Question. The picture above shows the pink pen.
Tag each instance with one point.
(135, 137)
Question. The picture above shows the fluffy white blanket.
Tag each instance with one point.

(Task description):
Output each of the entries above again, line for line, without changing anything.

(Written reply):
Question. The picture above shows the pink pen.
Tag each instance with one point.
(135, 137)
Question. The picture above shows the fluffy white blanket.
Tag each instance with one point.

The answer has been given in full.